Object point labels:
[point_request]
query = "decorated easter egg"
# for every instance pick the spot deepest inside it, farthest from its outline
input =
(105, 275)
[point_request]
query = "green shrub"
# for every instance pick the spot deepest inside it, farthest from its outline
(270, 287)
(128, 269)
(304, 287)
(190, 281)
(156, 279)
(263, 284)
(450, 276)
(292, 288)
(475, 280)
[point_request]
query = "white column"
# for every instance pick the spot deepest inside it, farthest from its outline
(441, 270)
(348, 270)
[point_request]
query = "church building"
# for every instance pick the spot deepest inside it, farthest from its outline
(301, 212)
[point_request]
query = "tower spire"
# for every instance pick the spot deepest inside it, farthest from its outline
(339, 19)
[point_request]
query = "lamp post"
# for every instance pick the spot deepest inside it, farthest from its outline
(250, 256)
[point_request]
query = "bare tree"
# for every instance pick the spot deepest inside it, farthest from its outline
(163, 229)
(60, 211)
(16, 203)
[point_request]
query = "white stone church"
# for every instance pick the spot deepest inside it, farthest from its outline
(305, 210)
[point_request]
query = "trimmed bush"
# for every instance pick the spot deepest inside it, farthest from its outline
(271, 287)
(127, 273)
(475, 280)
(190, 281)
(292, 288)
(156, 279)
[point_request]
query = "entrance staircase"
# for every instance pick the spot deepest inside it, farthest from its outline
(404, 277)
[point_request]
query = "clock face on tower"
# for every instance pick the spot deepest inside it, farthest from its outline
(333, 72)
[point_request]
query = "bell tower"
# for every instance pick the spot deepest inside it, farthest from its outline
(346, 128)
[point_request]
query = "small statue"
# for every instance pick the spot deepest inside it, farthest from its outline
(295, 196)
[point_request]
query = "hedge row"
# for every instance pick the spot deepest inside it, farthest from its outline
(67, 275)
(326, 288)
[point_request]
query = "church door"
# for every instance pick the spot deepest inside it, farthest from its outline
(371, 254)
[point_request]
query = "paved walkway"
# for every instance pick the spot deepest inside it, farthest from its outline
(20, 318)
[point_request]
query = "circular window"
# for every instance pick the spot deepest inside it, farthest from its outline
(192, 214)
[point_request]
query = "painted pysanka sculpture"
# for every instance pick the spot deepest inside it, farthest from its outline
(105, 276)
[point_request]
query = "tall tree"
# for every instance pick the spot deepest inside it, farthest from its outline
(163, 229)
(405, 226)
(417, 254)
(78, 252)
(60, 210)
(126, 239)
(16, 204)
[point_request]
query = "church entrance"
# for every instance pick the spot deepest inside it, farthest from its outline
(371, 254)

Your goal:
Please locate each line in the entries above that contains the word "tower" and copy every such line.

Answer to this task:
query = "tower spire"
query = "clock face on tower"
query = "bell tower"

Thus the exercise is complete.